EXERCISE REQUIREMENTS:
Copy verbatim the block of lines in the entries below whose first line contains "Target: brick pavement" and whose last line contains "Target: girl in navy t-shirt". Leave out all other lines.

DATA SHOWN:
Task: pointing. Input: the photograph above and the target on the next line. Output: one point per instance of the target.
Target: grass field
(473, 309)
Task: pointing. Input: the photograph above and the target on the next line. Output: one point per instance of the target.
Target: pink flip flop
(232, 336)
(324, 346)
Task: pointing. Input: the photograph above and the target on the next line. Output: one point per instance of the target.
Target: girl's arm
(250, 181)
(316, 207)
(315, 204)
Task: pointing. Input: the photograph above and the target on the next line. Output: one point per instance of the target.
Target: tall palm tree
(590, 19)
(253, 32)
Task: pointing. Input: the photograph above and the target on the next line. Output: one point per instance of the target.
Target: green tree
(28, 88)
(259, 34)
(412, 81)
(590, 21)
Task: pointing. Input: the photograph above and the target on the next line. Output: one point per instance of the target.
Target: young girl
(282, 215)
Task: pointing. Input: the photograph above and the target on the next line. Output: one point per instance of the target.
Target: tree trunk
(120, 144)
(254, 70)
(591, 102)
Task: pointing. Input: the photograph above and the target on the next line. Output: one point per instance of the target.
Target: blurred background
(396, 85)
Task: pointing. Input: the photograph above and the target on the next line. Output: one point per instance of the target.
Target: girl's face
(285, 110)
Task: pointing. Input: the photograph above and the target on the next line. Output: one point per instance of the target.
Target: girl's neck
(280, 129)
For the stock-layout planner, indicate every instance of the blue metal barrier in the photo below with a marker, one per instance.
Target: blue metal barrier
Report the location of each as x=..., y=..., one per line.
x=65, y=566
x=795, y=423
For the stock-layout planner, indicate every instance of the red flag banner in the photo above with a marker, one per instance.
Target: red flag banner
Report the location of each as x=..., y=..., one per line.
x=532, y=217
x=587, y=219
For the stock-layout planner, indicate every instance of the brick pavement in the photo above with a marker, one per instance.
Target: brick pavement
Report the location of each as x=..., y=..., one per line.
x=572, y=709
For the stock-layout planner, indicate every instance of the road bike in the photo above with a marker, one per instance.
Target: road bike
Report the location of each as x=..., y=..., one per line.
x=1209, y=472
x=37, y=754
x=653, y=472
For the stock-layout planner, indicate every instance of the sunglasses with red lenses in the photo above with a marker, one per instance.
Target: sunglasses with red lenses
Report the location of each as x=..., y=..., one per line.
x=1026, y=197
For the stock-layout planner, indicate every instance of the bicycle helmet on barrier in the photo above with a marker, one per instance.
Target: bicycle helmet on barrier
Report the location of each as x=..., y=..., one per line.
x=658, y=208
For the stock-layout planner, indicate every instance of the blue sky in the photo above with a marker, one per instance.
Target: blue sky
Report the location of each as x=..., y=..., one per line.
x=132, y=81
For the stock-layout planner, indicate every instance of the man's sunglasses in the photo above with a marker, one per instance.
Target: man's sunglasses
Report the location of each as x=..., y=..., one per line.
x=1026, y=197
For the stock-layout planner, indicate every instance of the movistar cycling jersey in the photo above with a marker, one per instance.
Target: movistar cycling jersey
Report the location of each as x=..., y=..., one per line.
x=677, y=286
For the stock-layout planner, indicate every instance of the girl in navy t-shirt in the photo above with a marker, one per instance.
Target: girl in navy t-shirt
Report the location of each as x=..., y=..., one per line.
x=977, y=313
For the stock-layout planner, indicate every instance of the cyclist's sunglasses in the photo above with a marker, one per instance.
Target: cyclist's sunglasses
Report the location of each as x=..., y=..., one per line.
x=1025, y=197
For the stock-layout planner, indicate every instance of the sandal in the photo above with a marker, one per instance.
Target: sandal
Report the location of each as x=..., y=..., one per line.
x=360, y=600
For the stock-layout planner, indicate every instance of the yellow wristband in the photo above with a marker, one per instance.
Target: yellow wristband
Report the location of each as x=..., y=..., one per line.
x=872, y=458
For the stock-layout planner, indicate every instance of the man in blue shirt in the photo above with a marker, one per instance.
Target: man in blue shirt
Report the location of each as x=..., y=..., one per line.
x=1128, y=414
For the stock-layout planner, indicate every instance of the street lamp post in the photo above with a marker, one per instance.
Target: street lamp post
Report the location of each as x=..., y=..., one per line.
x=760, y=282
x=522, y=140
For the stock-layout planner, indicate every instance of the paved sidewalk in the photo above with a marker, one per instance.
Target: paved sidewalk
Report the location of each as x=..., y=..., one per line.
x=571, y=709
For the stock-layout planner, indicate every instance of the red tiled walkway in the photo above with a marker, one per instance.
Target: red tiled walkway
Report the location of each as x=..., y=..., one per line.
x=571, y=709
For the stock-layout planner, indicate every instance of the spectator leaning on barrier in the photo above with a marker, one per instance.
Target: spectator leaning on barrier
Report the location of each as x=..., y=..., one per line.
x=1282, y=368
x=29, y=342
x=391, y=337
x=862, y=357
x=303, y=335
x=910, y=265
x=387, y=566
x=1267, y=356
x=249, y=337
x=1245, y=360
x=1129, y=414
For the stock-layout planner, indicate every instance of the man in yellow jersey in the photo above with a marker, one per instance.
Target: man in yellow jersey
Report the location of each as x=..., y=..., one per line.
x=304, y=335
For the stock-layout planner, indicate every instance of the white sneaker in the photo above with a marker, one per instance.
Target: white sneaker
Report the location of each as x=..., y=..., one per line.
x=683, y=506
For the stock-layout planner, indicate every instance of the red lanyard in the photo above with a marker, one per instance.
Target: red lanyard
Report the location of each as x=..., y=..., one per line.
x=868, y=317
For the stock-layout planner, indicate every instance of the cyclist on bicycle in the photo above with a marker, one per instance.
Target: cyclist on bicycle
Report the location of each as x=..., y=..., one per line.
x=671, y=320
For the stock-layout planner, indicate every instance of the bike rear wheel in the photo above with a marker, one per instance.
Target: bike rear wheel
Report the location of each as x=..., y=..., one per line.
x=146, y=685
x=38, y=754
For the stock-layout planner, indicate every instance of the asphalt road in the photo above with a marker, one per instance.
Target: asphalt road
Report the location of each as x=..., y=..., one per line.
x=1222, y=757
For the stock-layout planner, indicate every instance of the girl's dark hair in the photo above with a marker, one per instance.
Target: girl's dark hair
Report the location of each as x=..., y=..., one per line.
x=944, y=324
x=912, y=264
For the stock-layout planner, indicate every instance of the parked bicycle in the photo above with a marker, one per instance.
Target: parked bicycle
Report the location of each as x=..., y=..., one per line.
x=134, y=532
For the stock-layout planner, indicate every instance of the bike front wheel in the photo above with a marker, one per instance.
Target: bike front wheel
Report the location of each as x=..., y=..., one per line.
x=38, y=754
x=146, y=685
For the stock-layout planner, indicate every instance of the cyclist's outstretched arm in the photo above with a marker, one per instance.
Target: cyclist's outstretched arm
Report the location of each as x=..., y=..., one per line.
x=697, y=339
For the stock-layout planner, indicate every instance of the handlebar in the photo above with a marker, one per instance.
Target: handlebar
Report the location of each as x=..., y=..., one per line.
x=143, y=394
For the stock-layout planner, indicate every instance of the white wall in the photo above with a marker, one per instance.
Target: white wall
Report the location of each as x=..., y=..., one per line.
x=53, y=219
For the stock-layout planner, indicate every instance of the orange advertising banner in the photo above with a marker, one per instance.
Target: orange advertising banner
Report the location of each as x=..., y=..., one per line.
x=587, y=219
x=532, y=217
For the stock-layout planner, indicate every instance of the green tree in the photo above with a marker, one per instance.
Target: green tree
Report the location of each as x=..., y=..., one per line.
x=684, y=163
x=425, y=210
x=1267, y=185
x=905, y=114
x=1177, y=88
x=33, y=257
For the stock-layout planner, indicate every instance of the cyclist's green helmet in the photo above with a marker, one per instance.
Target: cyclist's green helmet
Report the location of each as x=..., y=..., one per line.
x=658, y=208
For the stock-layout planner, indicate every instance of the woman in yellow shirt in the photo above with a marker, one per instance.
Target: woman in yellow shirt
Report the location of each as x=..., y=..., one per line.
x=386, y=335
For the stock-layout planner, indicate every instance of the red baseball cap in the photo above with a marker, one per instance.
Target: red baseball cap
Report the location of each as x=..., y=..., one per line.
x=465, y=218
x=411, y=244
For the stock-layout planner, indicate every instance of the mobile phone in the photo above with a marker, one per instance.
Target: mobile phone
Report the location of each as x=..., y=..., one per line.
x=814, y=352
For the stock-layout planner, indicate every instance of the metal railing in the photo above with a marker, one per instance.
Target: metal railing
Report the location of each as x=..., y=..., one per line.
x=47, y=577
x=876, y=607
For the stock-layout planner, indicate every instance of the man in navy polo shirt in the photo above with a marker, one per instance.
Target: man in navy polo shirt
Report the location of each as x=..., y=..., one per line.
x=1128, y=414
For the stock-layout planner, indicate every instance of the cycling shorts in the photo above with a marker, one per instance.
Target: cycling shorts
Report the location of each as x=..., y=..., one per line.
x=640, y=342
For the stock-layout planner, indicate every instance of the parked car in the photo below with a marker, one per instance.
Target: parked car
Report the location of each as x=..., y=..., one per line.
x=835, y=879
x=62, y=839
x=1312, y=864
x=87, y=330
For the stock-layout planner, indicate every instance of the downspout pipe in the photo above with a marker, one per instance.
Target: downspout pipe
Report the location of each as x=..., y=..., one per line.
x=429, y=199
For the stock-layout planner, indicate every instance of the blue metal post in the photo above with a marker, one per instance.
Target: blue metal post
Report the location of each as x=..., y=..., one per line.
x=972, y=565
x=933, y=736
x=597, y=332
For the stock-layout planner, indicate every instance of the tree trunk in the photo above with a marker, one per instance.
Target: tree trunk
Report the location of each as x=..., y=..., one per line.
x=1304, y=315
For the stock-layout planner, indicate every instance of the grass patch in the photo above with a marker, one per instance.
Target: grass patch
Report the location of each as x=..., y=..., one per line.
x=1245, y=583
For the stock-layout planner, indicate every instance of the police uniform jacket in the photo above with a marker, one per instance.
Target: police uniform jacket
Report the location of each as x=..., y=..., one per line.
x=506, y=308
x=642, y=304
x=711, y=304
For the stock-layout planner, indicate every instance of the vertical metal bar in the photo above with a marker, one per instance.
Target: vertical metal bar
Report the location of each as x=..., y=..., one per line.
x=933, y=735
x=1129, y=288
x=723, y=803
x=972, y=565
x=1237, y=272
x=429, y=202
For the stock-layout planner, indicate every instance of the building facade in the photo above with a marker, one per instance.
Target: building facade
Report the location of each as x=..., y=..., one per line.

SOLUTION FOR THIS TASK:
Target: brick pavement
Report the location of each as x=..., y=..., one per line.
x=572, y=709
For the stock-layout planner, indicate every instance of the road bike in the photo above with a marker, one per instance.
Target: road bike
Report the location of each as x=..., y=..., one per line.
x=1209, y=472
x=37, y=754
x=653, y=472
For the stock-layout planner, indicate every instance of the sunglasses with red lenses in the photo above with a marker, one per instance.
Target: sunglasses with red lenses
Report the location of each as x=..., y=..., one per line.
x=1026, y=197
For the stock-layout planner, indicate every instance of the bicycle helmet on barrier in the photo above with a marker, one per instance.
Target: bicycle helmet on barrier
Report the location of each as x=..., y=..., one per line.
x=658, y=208
For the stock-layout planner, indicate every instance of the blue sky in the photo above with a marker, one per instance.
Target: blue sky
Report the location of each as x=..., y=..., one per line.
x=132, y=81
For the stock-layout planner, indicate every instance of the man's sunglasses in the photo above with a marker, one per instance.
Target: man's sunglasses
Report the location of each as x=..., y=..., one per line.
x=1026, y=197
For the stock-layout planner, indicate every instance of the movistar cycling jersey in the photo above with a marker, one per instance.
Target: movistar cycling jersey
Report the location of each as x=..., y=..., one per line.
x=677, y=286
For the stock-layout planner, indicate every instance of the girl in navy t-shirt in the photo above with a marker, one per instance.
Target: girl in navy t-shirt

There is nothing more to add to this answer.